→ Instrucción escrita
Continúa, a partir de su última frase, el artículo de abajo sobre por qué nos gusta ver cómo viven los millonarios.

Pero mientras la mayoría de los millonarios prefieren disfrutar de su inmensa riqueza en privado, para no hacer demasiado ruido y que alguien se pregunte si es legal tanta resiliencia, un pequeño puñado de ellos disfruta exhibiéndose: son la Tamaras, Georginas, Preyslers o María Pombo, cuyo documental ha estrenado recientemente la segunda temporada.

Si a ello añadimos una tendencia de la ficción a abordar la vida de los ricos, casi siempre desde una óptica satírica y poco realista, tenemos un conjunto creciente de programas, series y películas que siguen despertando el interés del espectador. Y entonces cabe preguntarse, ¿por qué nos gusta ver cómo viven los millonarios? 

Evadiéndonos de nuestra realidad 

Docuserie de Isabel Preysler en Disney+
Isabel Preysler en Disney+

Poner tierra de por medio con la realidad es una de las razones de ser de la ficción narrativa, pero también de muchos realities, especialmente aquellos que nos muestras situaciones que poco tienen que ver con nuestra vida cotidiana. Y para la mayoría de los espectadores, la rutina de un millonario se asemeja poco a la suya.

→ Lista de ítems

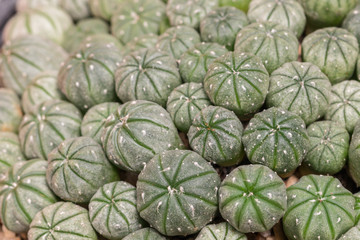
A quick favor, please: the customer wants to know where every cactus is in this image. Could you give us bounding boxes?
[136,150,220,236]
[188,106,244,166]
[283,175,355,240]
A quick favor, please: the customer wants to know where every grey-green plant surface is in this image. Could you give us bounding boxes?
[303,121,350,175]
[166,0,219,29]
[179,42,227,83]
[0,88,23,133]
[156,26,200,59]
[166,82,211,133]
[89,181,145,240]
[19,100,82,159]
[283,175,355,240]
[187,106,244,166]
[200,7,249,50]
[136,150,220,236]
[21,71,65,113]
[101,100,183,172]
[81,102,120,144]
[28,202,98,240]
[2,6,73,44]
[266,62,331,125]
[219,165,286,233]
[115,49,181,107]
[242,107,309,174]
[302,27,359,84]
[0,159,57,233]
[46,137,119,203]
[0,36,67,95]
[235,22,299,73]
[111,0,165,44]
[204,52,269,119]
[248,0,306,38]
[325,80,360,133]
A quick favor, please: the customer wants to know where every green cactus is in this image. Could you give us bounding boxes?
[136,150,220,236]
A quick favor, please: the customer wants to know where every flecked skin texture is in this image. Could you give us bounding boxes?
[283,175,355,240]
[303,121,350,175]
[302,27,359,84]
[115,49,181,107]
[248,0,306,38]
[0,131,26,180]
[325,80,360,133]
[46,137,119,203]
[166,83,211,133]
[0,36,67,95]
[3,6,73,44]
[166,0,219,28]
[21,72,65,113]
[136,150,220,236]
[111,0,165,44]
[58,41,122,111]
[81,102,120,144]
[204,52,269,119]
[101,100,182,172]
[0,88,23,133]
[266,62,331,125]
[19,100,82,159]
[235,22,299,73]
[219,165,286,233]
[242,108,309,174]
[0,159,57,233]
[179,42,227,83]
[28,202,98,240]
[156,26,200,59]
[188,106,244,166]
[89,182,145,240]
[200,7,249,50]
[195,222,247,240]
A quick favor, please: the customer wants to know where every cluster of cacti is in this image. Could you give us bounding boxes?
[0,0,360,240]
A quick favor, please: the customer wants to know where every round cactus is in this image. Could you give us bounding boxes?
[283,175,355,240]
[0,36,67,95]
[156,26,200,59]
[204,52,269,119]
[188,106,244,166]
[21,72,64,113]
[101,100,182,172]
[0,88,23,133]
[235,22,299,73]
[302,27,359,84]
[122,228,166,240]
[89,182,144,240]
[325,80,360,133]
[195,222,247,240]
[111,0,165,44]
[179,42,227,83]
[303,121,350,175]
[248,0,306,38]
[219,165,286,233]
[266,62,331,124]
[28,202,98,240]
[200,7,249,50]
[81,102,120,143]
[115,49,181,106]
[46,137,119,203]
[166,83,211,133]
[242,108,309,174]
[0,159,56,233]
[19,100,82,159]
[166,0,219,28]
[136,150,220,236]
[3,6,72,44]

→ Respuesta
Así que ver cómo un millonario usa un helicóptero como medio de transporte habitual mientras tú te montas en el metro es una forma de evasión de tu realidad, como quien mira en el sofá un documental sobre los inuit de Groenlandia o los tuaregs del Sáhara: personas cuyas costumbres son muy diferentes a las nuestras y nos facilitan escapar durante unos minutos de nuestro mundo. 

Somos curiosos 

En paralelo con el escapismo, la simple curiosidad también es un factor que cimenta el éxito de los programas de millonarios. Porque hemos oído hablar de los ricos, sabemos que existen, aunque no los encontremos en la cola del Eroski ni en el bar de Paco. Más allá de que les aborrezcamos o no (luego nos ocupamos de eso), sentimos curiosidad por sus vidas, como sentimos curiosidad por cualquier forma de vida diferente a la nuestra, especialmente cuando un halo de fascinación y misterio envuelven esas vidas.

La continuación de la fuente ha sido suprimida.